__Compito assegnato A__.
Stabilisca se le affermazioni (i), (ii) e (iii) concordano con l'estratto riportato più sotto. Per ciascuna risponda sì o no e citi tra virgolette le parole dell'estratto che decidono la questione.

(i) Il film di Elio Petri vinse a Cannes il Gran Premio della Giuria.
(ii) Roberto Cicutto è presidente della Provincia di Roma.
(iii) Secondo Roberto Cicutto, il cinema italiano è un patrimonio ancora da salvare.

__Estratto di riferimento__.
#####

Indagine su Aldo Moro, dieci anni prima della fine


E’ l’attore Fabrizio Gifuni, assieme allo sceneggiatore e giornalista Andrea Purgatori, il protagonista del nuovo appuntamento di Cinema&Storia – 100+1. Cento film e un paese, l’iniziativa che si impegna a far conoscere agli studenti il patrimonio filmico italiano, promossa dalla Provincia di Roma nell’ambito del progetto ABC – Arte Bellezza e Cultura con le Giornate degli Autori (per cui è presente il critico Fabio Ferzetti), Cinecittà Luce e il sostegno della del MiBAC – Direzione Cinema. Proprio Roberto Cicutto, presidente di Cinecittà Luce, apre le danze commentando il nuovo ‘trailer’ dell’iniziativa: “E’ bellissimo, cambierei solo una frase – dice scherzando – Il cinema italiano non è un patrimonio da salvare. Lo abbiamo già salvato. E’ vivo e vegeto e ora bisogna farlo conoscere nel mondo”.

 

Anche se il film che oggi commentano Gifuni e Purgatori, Indagine su un cittadino al di sopra di ogni sospetto di Elio Petri, nel mondo lo conoscono già bene, dato che vinse a Cannes il Gran Premio della Giuria e l’Oscar come miglior film straniero. E che, come racconta lo stesso Gifuni, “è sorprendente scoprire come grandi attori del calibro di Dustin Hoffman, Al Pacino o Bob De Niro si siano ispirati per molte loro interpretazioni proprio al protagonista Gian Maria Volonté“, modello assoluto per molti interpreti tra cui Gifuni medesimo.

#####

__Voci di origine__.
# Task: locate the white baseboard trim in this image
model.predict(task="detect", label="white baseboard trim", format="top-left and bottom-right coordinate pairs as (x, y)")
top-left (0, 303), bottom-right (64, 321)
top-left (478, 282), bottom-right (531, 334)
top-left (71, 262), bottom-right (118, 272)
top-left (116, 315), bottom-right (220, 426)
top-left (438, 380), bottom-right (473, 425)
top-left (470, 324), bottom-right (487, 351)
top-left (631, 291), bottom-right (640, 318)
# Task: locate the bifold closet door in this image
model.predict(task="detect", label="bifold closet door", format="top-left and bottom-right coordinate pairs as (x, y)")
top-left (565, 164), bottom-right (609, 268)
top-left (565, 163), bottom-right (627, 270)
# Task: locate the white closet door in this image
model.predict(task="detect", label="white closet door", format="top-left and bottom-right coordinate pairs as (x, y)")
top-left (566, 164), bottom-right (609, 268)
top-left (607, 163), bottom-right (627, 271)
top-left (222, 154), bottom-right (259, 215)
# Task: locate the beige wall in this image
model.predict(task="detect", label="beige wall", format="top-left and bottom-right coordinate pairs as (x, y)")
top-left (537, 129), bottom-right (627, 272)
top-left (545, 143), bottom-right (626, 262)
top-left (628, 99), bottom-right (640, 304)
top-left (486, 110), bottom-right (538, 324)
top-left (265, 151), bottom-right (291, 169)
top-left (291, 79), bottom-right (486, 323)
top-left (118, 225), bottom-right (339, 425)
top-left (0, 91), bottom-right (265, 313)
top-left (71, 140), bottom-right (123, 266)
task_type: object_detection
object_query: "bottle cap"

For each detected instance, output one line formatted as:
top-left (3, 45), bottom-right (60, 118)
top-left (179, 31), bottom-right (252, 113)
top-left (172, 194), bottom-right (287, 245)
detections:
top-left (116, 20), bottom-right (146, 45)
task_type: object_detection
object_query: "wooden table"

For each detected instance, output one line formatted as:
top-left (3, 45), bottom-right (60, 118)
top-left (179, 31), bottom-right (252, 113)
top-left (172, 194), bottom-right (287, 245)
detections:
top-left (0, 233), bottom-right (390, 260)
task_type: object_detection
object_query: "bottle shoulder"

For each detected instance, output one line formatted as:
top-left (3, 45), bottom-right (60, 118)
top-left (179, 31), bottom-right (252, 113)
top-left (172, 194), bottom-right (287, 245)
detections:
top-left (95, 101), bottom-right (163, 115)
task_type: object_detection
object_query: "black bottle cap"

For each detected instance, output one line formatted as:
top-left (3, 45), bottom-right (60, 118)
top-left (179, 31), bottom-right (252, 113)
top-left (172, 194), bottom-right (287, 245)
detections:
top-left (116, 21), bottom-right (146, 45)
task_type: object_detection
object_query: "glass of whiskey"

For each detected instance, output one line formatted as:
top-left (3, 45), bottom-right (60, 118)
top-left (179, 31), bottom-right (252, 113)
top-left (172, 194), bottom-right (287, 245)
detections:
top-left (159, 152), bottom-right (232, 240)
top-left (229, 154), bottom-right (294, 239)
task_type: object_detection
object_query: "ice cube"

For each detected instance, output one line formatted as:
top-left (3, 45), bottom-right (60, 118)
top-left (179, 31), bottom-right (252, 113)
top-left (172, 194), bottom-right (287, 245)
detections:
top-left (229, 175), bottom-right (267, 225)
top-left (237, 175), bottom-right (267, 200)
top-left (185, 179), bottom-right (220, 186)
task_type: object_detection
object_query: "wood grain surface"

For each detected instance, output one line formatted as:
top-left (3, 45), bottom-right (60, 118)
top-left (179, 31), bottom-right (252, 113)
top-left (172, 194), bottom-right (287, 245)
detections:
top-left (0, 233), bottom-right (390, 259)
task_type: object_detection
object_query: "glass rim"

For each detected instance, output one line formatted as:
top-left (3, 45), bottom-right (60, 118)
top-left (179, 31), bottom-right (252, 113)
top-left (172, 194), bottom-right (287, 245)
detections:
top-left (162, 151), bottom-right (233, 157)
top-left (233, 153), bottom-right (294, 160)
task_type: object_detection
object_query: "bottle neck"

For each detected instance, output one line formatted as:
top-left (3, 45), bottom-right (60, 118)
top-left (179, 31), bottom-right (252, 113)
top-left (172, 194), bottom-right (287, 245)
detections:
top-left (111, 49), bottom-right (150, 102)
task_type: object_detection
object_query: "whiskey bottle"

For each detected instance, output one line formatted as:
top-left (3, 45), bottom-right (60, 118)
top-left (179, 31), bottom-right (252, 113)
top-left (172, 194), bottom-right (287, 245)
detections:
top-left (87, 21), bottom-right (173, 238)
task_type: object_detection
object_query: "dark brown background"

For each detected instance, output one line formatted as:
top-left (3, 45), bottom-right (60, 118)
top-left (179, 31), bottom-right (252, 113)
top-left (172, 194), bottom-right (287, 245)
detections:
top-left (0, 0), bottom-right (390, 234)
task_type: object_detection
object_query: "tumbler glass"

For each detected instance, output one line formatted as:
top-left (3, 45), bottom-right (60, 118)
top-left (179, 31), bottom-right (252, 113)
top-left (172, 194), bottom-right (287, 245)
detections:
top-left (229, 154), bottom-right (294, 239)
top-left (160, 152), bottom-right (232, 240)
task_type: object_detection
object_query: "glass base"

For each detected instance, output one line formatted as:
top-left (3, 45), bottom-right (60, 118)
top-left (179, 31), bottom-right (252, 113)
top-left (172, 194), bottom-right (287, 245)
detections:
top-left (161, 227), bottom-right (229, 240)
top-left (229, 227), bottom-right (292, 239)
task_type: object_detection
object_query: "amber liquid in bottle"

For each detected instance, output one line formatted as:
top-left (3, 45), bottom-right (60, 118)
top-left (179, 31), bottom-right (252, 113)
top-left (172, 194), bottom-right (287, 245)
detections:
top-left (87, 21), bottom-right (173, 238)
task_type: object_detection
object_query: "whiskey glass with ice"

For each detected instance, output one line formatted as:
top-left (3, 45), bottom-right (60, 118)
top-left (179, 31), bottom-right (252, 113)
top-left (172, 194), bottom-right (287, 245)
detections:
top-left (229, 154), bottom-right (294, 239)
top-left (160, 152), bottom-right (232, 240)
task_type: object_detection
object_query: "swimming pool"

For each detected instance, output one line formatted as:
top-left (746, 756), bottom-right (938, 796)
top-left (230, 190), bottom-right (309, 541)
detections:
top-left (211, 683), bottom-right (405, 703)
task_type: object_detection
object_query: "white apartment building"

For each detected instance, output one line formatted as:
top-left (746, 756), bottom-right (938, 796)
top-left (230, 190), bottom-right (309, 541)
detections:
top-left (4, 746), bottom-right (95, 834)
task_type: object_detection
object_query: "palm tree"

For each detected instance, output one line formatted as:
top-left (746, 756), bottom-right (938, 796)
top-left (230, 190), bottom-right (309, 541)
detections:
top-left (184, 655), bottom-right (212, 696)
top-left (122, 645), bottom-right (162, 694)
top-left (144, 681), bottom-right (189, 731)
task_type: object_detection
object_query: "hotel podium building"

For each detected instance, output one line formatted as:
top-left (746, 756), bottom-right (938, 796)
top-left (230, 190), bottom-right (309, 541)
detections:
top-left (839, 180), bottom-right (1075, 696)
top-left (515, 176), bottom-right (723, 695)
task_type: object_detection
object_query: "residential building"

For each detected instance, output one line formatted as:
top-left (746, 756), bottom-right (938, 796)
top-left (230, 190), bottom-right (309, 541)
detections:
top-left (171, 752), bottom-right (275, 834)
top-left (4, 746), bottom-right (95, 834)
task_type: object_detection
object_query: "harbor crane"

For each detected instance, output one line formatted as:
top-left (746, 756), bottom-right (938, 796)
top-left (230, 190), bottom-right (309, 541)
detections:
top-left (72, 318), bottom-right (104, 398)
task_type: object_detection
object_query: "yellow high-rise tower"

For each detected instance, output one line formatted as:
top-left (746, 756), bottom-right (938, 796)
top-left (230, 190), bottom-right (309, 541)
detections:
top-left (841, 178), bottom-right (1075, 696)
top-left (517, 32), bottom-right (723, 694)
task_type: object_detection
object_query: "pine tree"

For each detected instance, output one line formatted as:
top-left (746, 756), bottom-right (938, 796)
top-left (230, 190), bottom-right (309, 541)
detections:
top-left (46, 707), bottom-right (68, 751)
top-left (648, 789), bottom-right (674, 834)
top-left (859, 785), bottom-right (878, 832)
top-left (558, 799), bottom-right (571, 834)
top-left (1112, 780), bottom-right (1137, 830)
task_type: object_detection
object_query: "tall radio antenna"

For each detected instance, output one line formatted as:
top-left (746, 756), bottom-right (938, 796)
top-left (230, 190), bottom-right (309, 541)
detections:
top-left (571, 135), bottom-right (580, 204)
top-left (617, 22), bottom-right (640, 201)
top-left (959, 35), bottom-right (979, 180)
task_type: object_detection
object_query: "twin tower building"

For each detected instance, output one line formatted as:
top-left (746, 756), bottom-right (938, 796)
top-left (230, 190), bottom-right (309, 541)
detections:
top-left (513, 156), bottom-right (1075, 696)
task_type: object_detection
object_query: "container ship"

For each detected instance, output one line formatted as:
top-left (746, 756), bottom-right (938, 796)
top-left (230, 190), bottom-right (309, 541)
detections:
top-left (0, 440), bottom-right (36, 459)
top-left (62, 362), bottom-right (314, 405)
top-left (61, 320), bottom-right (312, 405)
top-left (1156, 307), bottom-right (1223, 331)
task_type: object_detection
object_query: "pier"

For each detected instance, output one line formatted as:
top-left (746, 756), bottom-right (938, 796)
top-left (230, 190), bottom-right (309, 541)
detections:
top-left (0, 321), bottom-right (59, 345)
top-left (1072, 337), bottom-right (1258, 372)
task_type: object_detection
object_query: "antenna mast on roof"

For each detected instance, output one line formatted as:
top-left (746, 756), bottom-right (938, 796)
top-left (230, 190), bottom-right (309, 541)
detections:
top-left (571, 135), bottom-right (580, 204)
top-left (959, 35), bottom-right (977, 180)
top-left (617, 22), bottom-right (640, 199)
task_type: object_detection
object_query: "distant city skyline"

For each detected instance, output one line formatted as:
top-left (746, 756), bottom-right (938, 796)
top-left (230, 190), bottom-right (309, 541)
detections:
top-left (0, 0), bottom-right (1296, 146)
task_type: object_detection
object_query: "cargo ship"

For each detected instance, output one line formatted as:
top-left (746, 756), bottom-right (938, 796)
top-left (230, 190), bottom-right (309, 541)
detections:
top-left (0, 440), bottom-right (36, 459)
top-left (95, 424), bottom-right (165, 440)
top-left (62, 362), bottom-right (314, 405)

#####

__Compito assegnato B__. Riporti ogni riga delle voci sopra in cui compare la stringa "glass".

__Soluzione proposta A__.
(i) Sì: "vinse a Cannes il Gran Premio della Giuria e l’Oscar come miglior film straniero".
(ii) No: "Roberto Cicutto, presidente di Cinecittà Luce".
(iii) No: "Il cinema italiano non è un patrimonio da salvare. Lo abbiamo già salvato."

__Soluzione proposta B__.
object_query: "glass of whiskey"
object_query: "glass rim"
object_query: "tumbler glass"
object_query: "glass base"
object_query: "whiskey glass with ice"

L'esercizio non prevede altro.